* _O que fazer_:
a) Redigite tudo o que vai de "No setor, a" até "Leia mais aqui." no texto sobre o Magazine Luiza.
b) Indique se cada afirmação concorda com o texto sobre o Magazine Luiza, respondendo sim ou não e citando as palavras do texto que decidem: (i) Dos sete analistas do consenso de mercado, seis têm visão neutra para MGLU3. (ii) A MGLU3 cai 68% em 2024. (iii) No setor, a preferência da Levante é a MELI34.

* _Trecho do texto_:
------------------------------------------------------------

Mas essas visões mais positivas não são a regra. O consenso de mercado disponível no Broadcast conta com a recomendação de sete analistas; seis têm visão neutra para MGLU3, enquanto apenas um recomenda compra das ações. O desempenho das ações na Bolsa tampouco é positivo: a MGLU3 cai 43% em 2024 e 68% em 12 meses.

No geral, predomina o ceticismo. A companhia está fazendo mudanças importantes, mas o fortalecimento de players como Amazon e Mercado Livre deve tornar a vida do e-commerce brasileiro mais difícil, especialmente enquanto os juros permanecerem altos. "Por mais que o Magalu esteja bem organizado operacionalmente e acreditamos que realmente deve seguir melhorando sequencialmente, o cenário hoje é muito diferente do que tínhamos anos atrás e não depende só da empresa. A competição é muito mais acirrada e estamos bastante céticos em relação ao e-commerce", explica Caroline Sanchez, analista da Levante Inside Corp.

No setor, a preferência da Levante é a MELI34, líder de operações de e-commerce na América Latina. Como uma companhia argentina conquistou o lugar de 'top pick' do varejo no Brasil? Leia mais aqui.

Essa também é a opinião de José Daronco, analista da Suno. "O Magazine Luiza pode, sim, voltar a ser maior do que é hoje. Mas dificilmente vai ser o que já foi um dia. A companhia chegou a ter um valor de mercado muito próximo ao Banco do Brasil (BBAS3), um banco que lucra R$ 30 bilhões por ano, sendo que o varejo é um setor de margens baixas e uma alta dependência da economia doméstica", diz ele. "O fato do Alaska montar uma posição é algo positivo, mas é uma recuperação difícil em um mercado muito mais adverso."

------------------------------------------------------------

* _Os registros_:

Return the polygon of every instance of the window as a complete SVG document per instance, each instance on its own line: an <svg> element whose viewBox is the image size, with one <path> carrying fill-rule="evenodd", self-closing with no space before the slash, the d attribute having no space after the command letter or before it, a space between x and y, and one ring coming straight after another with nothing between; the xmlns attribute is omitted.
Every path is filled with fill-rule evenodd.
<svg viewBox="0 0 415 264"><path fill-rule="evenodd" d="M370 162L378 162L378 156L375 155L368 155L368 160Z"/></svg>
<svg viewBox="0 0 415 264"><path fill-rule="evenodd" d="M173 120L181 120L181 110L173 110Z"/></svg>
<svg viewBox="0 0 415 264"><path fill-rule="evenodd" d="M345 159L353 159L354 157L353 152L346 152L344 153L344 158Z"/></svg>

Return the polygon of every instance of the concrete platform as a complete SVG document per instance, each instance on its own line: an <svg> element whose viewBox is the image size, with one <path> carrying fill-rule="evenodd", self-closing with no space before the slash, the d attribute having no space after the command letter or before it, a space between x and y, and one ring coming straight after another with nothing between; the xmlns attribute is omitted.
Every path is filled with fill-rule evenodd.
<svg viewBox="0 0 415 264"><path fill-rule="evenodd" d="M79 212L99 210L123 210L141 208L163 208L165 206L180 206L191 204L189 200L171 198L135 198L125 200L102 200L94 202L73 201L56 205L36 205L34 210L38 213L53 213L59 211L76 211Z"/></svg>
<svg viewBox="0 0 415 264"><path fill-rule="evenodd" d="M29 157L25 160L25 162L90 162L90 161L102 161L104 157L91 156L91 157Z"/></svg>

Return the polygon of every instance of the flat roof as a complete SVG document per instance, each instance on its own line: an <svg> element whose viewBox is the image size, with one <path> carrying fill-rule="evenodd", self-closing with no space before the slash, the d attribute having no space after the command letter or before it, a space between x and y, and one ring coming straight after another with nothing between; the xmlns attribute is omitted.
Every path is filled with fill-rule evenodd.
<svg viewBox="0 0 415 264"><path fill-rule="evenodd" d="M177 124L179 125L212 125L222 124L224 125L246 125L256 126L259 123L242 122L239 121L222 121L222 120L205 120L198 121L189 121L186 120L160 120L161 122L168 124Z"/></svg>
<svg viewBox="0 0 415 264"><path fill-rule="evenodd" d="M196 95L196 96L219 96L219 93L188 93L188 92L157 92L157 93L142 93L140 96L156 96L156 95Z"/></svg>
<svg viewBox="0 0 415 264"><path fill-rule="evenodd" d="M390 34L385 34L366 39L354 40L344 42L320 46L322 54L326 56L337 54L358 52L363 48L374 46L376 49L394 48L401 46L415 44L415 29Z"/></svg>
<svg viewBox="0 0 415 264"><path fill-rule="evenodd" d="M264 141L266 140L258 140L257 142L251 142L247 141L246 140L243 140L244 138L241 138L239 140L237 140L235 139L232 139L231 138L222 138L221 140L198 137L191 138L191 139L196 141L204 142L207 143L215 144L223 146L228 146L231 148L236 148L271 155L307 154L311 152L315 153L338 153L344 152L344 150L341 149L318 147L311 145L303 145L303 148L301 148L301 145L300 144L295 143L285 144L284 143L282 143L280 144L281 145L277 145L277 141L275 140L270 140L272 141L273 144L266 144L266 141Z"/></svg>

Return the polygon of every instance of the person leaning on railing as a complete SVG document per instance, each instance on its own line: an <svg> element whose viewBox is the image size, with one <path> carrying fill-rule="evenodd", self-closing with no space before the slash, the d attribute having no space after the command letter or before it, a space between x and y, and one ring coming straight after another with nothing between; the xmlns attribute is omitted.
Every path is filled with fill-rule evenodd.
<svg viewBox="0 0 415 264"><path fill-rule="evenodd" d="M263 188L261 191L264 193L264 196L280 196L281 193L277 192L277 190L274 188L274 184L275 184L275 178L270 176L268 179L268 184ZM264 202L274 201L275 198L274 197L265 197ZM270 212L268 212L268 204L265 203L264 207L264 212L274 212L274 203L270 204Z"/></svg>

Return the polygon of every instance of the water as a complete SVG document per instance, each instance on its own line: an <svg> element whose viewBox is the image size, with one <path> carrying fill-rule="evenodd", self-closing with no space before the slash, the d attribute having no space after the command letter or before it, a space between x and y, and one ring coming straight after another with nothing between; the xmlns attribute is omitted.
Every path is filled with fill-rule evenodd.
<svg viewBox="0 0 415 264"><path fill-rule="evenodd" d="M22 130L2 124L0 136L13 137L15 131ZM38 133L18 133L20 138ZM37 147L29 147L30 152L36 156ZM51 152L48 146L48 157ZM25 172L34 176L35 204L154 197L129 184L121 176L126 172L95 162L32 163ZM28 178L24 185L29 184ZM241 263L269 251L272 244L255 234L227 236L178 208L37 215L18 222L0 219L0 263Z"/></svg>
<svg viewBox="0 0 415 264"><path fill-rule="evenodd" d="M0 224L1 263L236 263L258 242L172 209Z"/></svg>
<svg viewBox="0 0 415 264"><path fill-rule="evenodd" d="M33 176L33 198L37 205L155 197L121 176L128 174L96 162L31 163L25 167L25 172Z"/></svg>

------------------------------------------------------------

* _Respostas por tarefa_:
a)
No setor, a preferência da Levante é a MELI34, líder de operações de e-commerce na América Latina. Como uma companhia argentina conquistou o lugar de 'top pick' do varejo no Brasil? Leia mais aqui.

b)
(i) Sim: "seis têm visão neutra para MGLU3".
(ii) Não: "a MGLU3 cai 43% em 2024 e 68% em 12 meses".
(iii) Sim: "No setor, a preferência da Levante é a MELI34".